Se dei fratelli si dice che sono tutti membra del corpo di Cristo (1Cor 12,27: ora voi siete corpo di Cristo e sue membra, ciascuno per la sua parte), perché siate uno in Cristo come il Padre è uno con il Figlio (cfr Gv 17,11),  del prossimo invece si dice: “salvatevi da questa generazione perversa!” (At 2,40); “non lasciatevi legare al giogo estraneo degli infedeli!” (2Cor 6,14.17) e vivete nel mondo: “come stranieri e pellegrini .. la vostra condotta tra i pagani sia irreprensibile, perché mentre vi calunniano come malfattori, al vedere le vostre opere buone giungano a glorificare Dio nel giorno del giudizio” (1Pt 2,11-12; cfr Eb 13,13).

Proseguendo su questa linea molto comune a tutti gli scritti del NT, potremmo aggiungere che esiste anche una modalità di sviluppo orizzontale, diciamo così, del termine fratello. Infatti, mentre diventa prossimo chi è oggetto terminale dell’azione caritativa-missionaria del fratello, può diventare fratello nell’escaton, cioè entrare nel Regno di Dio, colui che fa un’azione caritativa verso i fratelli più piccoli del Signore. Un pagano diventa prossimo se si lascia aiutare da un fratello, ma diventa fratello nel Regno se aiuta un cristiano. “Chiunque avrà dato un solo bicchiere d’acqua ad uno di questi miei fratelli più piccoli perché è mio discepolo, non perderà la sua ricompensa”(Mt 10, 42).

I “fratelli più piccoli” del Signore, termine che nel vangelo di Matteo designa sempre e solo i discepoli di Gesù, sono infatti coloro che sono costantemente perseguitati, discriminati, imprigionati, malati, poveri, ignudi, affamati e assetati (cfr Mt 25,31-46). Allora chiunque li accoglie e li aiuta è come se accogliesse Cristo in persona, perché “Dio .. ha messo gli apostoli all’ultimo posto, come condannati a morte” (1Cor 3,9 ). Se Gesù ha detto : “chi non è contro di noi è per noi” (Mc 10,40) e “chi accoglie voi accoglie me” (Mt 10,40), a maggior ragione può dire chi aiuta voi aiuta me (cfr Mt 25,45).

Se per far diventare prossimo un uomo occorre mettere in atto un complesso e impegnativo cammino di guarigione e di liberazione, nella speranza che qualcuno diventi anche fratello accogliendo non solo l’opera caritatevole del discepolo, ma anche e soprattutto la Parola di Gesù che egli incarna, per far diventare  invece un pagano fratello basta che il discepolo di Gesù si lasci aiutare nella sua croce che porta come perseguitato dal mondo (hanno perseguitato me, perseguiteranno anche voi: Gv 15,20). E a questo fine il vero discepolo deve imitare veramente lo stile di vita apostolico  accettando di essere il povero in spirito, l’affamato, l’assetato, lo straniero, il malato, il carcerato, in una parola  il perseguitato dal demonio e dagli uomini di questo mondo, nonché dai falsi fratelli  (cfr 2Cor 11,26), come Gesù.

Voci fornite
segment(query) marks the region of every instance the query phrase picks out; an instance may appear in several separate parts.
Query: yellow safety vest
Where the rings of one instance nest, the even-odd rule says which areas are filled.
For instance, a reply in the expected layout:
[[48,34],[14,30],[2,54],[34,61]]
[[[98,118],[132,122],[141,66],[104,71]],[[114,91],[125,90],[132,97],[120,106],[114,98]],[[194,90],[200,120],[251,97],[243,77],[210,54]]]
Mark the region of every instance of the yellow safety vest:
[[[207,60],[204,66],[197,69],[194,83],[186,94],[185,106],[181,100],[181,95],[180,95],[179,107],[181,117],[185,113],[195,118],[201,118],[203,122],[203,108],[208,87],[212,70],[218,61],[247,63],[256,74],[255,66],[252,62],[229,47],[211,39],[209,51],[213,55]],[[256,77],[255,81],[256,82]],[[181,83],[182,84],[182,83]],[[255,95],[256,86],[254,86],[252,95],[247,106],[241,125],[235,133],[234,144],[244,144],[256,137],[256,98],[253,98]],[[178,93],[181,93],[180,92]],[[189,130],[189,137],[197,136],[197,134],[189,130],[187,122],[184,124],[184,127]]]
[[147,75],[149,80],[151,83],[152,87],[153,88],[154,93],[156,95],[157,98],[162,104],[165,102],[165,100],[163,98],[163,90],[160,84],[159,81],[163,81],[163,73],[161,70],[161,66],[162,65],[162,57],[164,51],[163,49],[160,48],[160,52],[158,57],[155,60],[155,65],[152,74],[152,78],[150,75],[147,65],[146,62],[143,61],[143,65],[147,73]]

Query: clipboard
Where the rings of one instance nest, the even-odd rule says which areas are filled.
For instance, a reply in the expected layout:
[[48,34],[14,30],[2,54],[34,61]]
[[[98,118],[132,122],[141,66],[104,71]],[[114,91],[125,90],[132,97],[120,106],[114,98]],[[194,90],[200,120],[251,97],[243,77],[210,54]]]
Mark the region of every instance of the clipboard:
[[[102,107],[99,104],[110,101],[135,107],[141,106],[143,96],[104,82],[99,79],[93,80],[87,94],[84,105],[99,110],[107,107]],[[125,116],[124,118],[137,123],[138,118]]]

Scopo del compito
Ricopia senza modifiche il passo del brano da leggere che comincia con “Se per far diventare” e prosegue fino a “11,26), come Gesù.” compreso.

Soluzione del problema
Se per far diventare prossimo un uomo occorre mettere in atto un complesso e impegnativo cammino di guarigione e di liberazione, nella speranza che qualcuno diventi anche fratello accogliendo non solo l’opera caritatevole del discepolo, ma anche e soprattutto la Parola di Gesù che egli incarna, per far diventare  invece un pagano fratello basta che il discepolo di Gesù si lasci aiutare nella sua croce che porta come perseguitato dal mondo (hanno perseguitato me, perseguiteranno anche voi: Gv 15,20). E a questo fine il vero discepolo deve imitare veramente lo stile di vita apostolico  accettando di essere il povero in spirito, l’affamato, l’assetato, lo straniero, il malato, il carcerato, in una parola  il perseguitato dal demonio e dagli uomini di questo mondo, nonché dai falsi fratelli  (cfr 2Cor 11,26), come Gesù.